[Referring expression data]
# # # # #

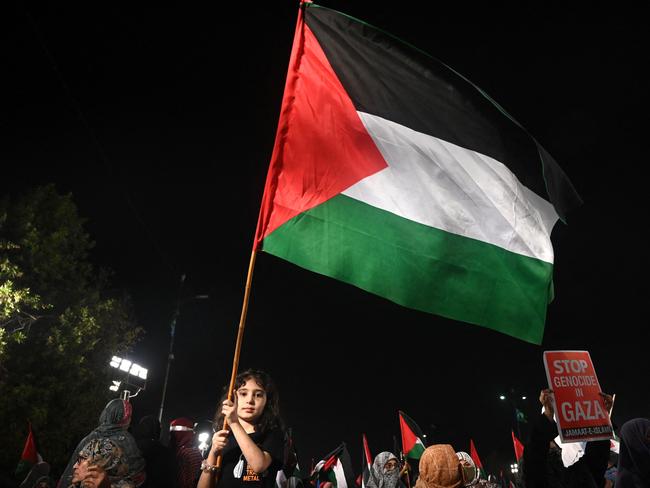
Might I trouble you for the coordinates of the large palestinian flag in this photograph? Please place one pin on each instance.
(392, 172)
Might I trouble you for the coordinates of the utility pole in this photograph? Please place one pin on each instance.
(170, 356)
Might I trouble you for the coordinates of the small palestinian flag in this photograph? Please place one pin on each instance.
(474, 455)
(289, 476)
(336, 467)
(412, 437)
(519, 447)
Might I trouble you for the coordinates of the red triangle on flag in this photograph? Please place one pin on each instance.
(321, 146)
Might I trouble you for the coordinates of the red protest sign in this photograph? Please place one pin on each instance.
(580, 411)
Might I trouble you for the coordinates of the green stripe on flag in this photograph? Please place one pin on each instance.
(418, 266)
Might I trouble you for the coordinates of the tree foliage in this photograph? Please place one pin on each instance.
(54, 373)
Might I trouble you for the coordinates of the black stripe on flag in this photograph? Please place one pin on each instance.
(386, 77)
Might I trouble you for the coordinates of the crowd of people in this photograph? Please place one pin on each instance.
(248, 449)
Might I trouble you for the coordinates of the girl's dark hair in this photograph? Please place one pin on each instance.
(270, 417)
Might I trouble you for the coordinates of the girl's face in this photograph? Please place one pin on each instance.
(251, 400)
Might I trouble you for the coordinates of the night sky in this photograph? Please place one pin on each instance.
(161, 121)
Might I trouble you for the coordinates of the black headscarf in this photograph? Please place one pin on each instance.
(634, 455)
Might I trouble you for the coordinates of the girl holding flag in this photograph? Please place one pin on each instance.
(252, 444)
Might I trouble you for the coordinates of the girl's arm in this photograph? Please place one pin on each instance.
(257, 459)
(207, 478)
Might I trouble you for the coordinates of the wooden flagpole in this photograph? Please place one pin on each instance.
(240, 337)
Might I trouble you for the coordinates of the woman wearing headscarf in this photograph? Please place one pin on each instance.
(101, 464)
(385, 471)
(634, 455)
(113, 424)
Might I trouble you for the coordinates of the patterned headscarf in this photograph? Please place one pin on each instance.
(634, 454)
(113, 424)
(107, 455)
(380, 477)
(439, 468)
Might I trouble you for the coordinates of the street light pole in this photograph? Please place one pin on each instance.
(172, 332)
(170, 356)
(512, 398)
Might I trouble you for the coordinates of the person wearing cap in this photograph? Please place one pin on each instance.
(188, 456)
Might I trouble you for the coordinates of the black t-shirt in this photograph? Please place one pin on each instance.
(272, 442)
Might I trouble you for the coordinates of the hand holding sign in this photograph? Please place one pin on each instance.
(546, 399)
(575, 398)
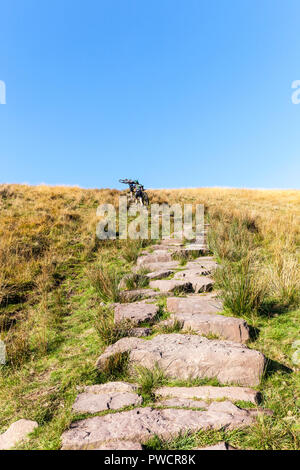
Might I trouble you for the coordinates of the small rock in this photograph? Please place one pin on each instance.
(219, 446)
(139, 332)
(120, 445)
(16, 433)
(159, 274)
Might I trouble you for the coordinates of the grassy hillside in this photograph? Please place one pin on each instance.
(55, 275)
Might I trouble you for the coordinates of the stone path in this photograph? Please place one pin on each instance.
(210, 345)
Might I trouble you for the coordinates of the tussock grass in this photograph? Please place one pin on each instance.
(106, 280)
(109, 331)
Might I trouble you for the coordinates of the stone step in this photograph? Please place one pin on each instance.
(193, 271)
(206, 262)
(184, 356)
(120, 445)
(137, 294)
(109, 396)
(171, 285)
(209, 392)
(183, 403)
(158, 266)
(199, 250)
(199, 283)
(229, 328)
(155, 257)
(159, 274)
(137, 312)
(201, 304)
(219, 446)
(140, 424)
(16, 433)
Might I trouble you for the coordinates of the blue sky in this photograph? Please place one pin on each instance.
(176, 93)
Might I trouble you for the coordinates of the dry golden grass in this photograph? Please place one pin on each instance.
(48, 301)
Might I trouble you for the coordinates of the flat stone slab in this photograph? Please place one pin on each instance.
(172, 241)
(208, 303)
(219, 446)
(139, 332)
(159, 266)
(140, 424)
(183, 403)
(155, 257)
(111, 396)
(137, 294)
(171, 285)
(206, 262)
(229, 328)
(193, 271)
(16, 433)
(93, 403)
(137, 312)
(111, 387)
(199, 283)
(159, 274)
(120, 445)
(183, 356)
(208, 392)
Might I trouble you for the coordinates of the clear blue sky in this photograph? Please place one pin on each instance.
(176, 93)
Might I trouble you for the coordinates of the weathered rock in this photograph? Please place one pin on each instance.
(136, 277)
(184, 403)
(219, 446)
(159, 266)
(208, 303)
(172, 241)
(137, 294)
(16, 433)
(140, 424)
(139, 332)
(208, 392)
(137, 312)
(199, 283)
(192, 356)
(109, 396)
(111, 387)
(155, 257)
(171, 285)
(92, 402)
(194, 270)
(206, 262)
(120, 445)
(159, 274)
(230, 328)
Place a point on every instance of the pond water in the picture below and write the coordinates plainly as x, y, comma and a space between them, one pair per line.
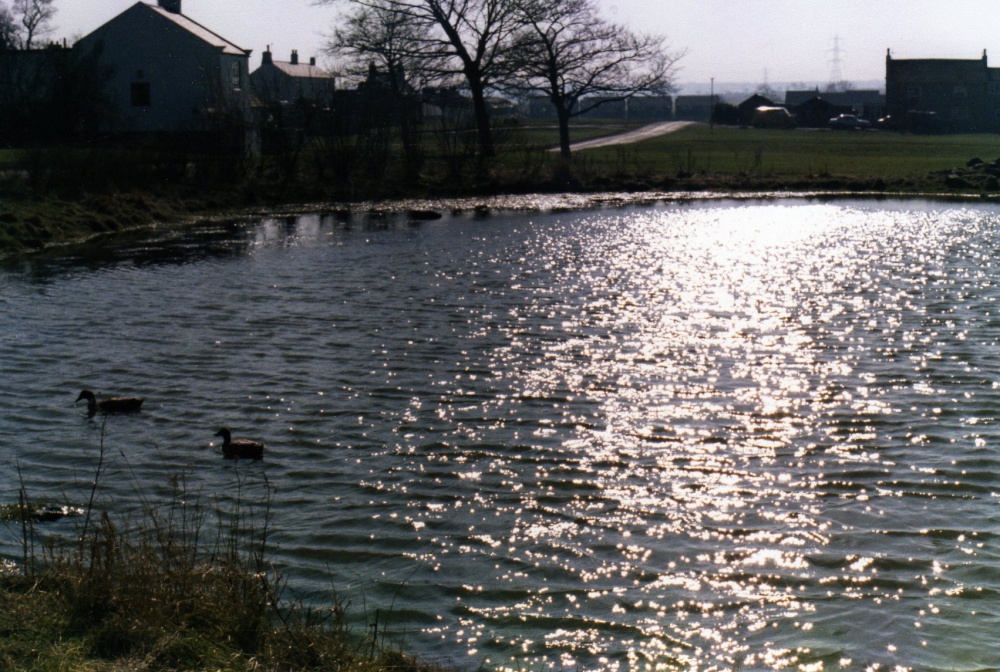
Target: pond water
705, 436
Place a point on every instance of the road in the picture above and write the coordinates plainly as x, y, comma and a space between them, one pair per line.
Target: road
644, 133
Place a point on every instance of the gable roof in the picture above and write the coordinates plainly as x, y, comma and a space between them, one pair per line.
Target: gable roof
302, 70
187, 24
199, 31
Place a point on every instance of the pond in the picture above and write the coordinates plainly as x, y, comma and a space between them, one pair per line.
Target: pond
679, 436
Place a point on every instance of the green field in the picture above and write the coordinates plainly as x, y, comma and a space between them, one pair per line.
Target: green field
798, 153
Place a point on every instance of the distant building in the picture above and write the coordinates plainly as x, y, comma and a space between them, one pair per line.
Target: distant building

# # # # #

» **INSTRUCTIONS FOR THE TASK**
Pictures are to be dropped; every line of the records is to be returned unchanged.

» **RESULT OF THE EXERCISE**
Might I trouble you for the coordinates of the large palestinian flag in this photograph? Please place one pin on each instance.
(392, 172)
Might I trouble you for the coordinates of the utility pole in this photograph? Please place one pin on each instance.
(170, 356)
Might I trouble you for the coordinates of the small palestinian flag in this photograph? Please place one pin on each instance.
(474, 455)
(289, 476)
(336, 467)
(412, 437)
(519, 447)
Might I trouble you for the coordinates of the red triangle on flag in this photograph? Please place one pin on each instance.
(321, 146)
Might I trouble you for the coordinates of the red protest sign in this photograph? Please place one pin on each instance.
(580, 411)
Might I trouble you for the coordinates of the green stripe on flag in this photograph? Please place one pin on each instance.
(418, 266)
Might I trouble you for the coordinates of the tree foliage in this photograph? Please place one pin on each instance.
(54, 373)
Might I trouble you for the coordinates of the black stripe on flag in this photograph? Please place one pin on each instance.
(386, 77)
Might I trouble you for the coordinates of the crowd of people in this photograph? Please place one pin on each instance.
(248, 449)
Might I trouble you for the coordinates of the girl's dark hair in this photograph? Please place one pin on each instance.
(270, 417)
Might I trouble you for the coordinates of the girl's face in this photograph? Please place one pin on each instance.
(251, 400)
Might I trouble you for the coordinates of the night sky in this photograph? Please place one pin on each instance.
(161, 121)
Might I trouble you for the coordinates of the black headscarf in this photograph? Please place one pin on each instance.
(634, 455)
Might I trouble you for the coordinates of the girl holding flag in this photograph? Please place one pin on each instance.
(252, 444)
Might I trouble you for the coordinates of the girl's arm in this photograph? Please place one pin on each instance.
(257, 459)
(207, 478)
Might I trouble you for the coordinates of the wooden flagpole in this photograph? Please place one pin on each instance.
(240, 337)
Might I trouble you for the coordinates of the woman wearing headscarf in this photograph? Please place one pin on each instance.
(101, 464)
(385, 471)
(634, 455)
(113, 424)
Might I trouble you for the coordinates of the patterned headscarf in this photograph? Please place one pin on each instance.
(634, 454)
(113, 424)
(107, 455)
(380, 477)
(439, 468)
Might I trouble you for the coordinates of the street light pole in this photograph? Please place one pin on each instance.
(172, 332)
(170, 356)
(512, 398)
Might I trouble you for the coordinates of the person wearing cap in this photograph? Please place one pin on each instance.
(188, 456)
Might I trouble you for the coordinates of the black t-shirt in this photograph? Please place one pin on each instance.
(272, 442)
Might I trouble you for the coordinates of the hand holding sign in this photograph? Please place one pin on each instance.
(546, 399)
(575, 398)
Might I trouble you for the coordinates of the small rock in this photograph? Please place one pin on each instance.
(219, 446)
(139, 332)
(120, 445)
(16, 433)
(159, 274)
Might I trouble you for the coordinates of the grassy hillside in this photograph? Please place one pin on each instance.
(55, 275)
Might I trouble you for the coordinates of the stone path in this photograph? Please place one pin on each instance.
(210, 345)
Might I trouble you for the coordinates of the tussock grass in this photograph? Please place one pin on each instance.
(106, 280)
(109, 331)
Might I trouble you for the coordinates of the stone step in this photograph? Please place one pin on each instance.
(193, 271)
(206, 262)
(184, 356)
(120, 445)
(137, 294)
(109, 396)
(171, 285)
(209, 392)
(183, 403)
(158, 266)
(199, 250)
(199, 283)
(229, 328)
(155, 257)
(159, 274)
(137, 312)
(201, 304)
(219, 446)
(140, 424)
(16, 433)
Might I trouble you for the coordinates of the blue sky in this photograph? Please place one pin on each instance.
(176, 93)
Might I trouble you for the coordinates of the dry golden grass in this photograph? Please place one pin on each instance.
(48, 301)
Might I trouble you for the coordinates of the flat stone slab in this photograph? Please place one pin on each instance.
(172, 241)
(208, 303)
(219, 446)
(139, 332)
(159, 266)
(140, 424)
(183, 403)
(155, 257)
(111, 396)
(137, 294)
(171, 285)
(206, 262)
(229, 328)
(193, 271)
(16, 433)
(93, 403)
(137, 312)
(111, 387)
(199, 283)
(159, 274)
(120, 445)
(183, 356)
(208, 392)
Might I trouble you for the coordinates of the clear blue sky in this photograph? Please place one pin on each instance.
(176, 93)
Might I trouble you for the coordinates of the weathered rock in this photograph? Please place one pin on each instance.
(136, 277)
(184, 403)
(219, 446)
(159, 266)
(208, 303)
(172, 241)
(137, 294)
(16, 433)
(140, 424)
(139, 332)
(208, 392)
(137, 312)
(199, 283)
(192, 356)
(109, 396)
(111, 387)
(155, 257)
(171, 285)
(92, 402)
(194, 270)
(206, 262)
(120, 445)
(159, 274)
(230, 328)
Place a point on every instance of the pond water in the picture below and write the coordinates plainly as x, y, comma and a space between them, one pair per line.
Target: pond water
705, 436
Place a point on every instance of the road in the picture above and write the coordinates plainly as x, y, comma and a space between them, one pair per line.
Target: road
644, 133
Place a point on every instance of the gable roof in the picture above and write the coordinates plainly as x, y, comma and a space between them, one pair per line.
Target: gable roof
302, 70
187, 24
199, 31
Place a point on every instance of the pond in the picture above and write the coordinates plainly as x, y, comma and a space between them, one pair per line.
Target: pond
679, 436
Place a point on every instance of the green field in the picture above and write the coordinates plainly as x, y, comma and a space between them, one pair per line.
Target: green field
798, 153
Place a point on every instance of the distant building in the picture above and write the coordinates plainly as x, y, comma and a space between them, one pair per line.
Target: distant building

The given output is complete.